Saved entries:
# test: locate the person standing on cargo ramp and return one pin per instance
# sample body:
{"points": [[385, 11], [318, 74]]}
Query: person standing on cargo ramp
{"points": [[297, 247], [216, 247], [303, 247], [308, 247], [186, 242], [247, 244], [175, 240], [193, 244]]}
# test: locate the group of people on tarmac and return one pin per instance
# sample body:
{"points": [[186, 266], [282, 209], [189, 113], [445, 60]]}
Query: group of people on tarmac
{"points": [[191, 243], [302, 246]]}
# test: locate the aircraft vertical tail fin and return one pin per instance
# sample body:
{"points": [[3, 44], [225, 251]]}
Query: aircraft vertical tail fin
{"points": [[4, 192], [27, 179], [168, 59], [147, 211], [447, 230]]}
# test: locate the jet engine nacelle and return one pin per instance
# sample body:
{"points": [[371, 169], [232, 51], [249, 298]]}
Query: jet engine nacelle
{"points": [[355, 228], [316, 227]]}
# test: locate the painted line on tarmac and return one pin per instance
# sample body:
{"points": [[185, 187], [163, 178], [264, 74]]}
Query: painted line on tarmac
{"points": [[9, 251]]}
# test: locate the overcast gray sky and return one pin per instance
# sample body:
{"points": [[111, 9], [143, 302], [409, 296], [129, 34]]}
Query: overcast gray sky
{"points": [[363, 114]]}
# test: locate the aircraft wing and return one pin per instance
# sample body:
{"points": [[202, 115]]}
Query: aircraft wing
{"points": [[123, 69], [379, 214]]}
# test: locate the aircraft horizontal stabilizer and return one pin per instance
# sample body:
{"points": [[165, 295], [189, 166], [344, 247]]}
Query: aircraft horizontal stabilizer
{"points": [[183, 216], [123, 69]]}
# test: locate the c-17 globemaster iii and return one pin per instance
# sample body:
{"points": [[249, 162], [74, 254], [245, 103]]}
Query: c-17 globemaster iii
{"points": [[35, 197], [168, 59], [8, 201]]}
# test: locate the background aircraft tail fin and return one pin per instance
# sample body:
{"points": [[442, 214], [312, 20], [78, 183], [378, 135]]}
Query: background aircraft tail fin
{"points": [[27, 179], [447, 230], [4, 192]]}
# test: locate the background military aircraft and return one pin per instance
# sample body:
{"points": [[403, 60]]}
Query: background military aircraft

◆ **Task**:
Every record must be returned exactly.

◆ **Result**:
# test: locate the person standing on cargo ramp and return one pin per instance
# sample body:
{"points": [[385, 11], [318, 74]]}
Query: person standing on cargo ramp
{"points": [[297, 247], [216, 247], [303, 247], [308, 247], [186, 242], [247, 244], [175, 240], [193, 244]]}
# test: locate the group of people on tarmac and return one pin per instance
# sample body:
{"points": [[186, 266], [282, 209], [189, 113], [445, 60]]}
Query: group of people on tarmac
{"points": [[191, 243], [302, 246]]}
# test: locate the aircraft vertical tail fin and return one pin per instance
# sample body:
{"points": [[3, 44], [225, 251]]}
Query: aircraft vertical tail fin
{"points": [[4, 192], [27, 179], [168, 59], [147, 211], [447, 230]]}
# test: locate the jet engine nacelle and return one pin per instance
# sample body:
{"points": [[371, 169], [232, 51], [249, 298]]}
Query: jet engine nacelle
{"points": [[355, 228], [316, 227]]}
# test: locate the painted line on tarmac and return one pin per instance
# sample body:
{"points": [[185, 187], [163, 178], [264, 74]]}
Query: painted line on tarmac
{"points": [[9, 251]]}
# test: locate the overcast gray sky and return one pin per instance
# sample body:
{"points": [[111, 9], [143, 302], [409, 296], [129, 34]]}
Query: overcast gray sky
{"points": [[363, 114]]}
# test: locate the aircraft wing and return one pin per instance
# sample body:
{"points": [[202, 115]]}
Query: aircraft wing
{"points": [[123, 69], [379, 214]]}
# test: locate the aircraft horizontal stabilizer and return one pin per instance
# sample body:
{"points": [[165, 295], [189, 166], [344, 247]]}
Query: aircraft horizontal stabilizer
{"points": [[183, 216], [123, 69]]}
# test: locate the c-17 globemaster iii and return one pin per instance
# sample body:
{"points": [[249, 162], [74, 254], [245, 103]]}
Query: c-17 globemaster iii
{"points": [[35, 197], [168, 59], [8, 201]]}
# test: locate the background aircraft tail fin and return one pin per instance
# sample body:
{"points": [[442, 214], [312, 20], [78, 183], [378, 135]]}
Query: background aircraft tail fin
{"points": [[27, 179], [447, 230], [4, 192]]}
# test: locate the background military aircraft and return one pin per instance
# sample body:
{"points": [[403, 60]]}
Query: background military aircraft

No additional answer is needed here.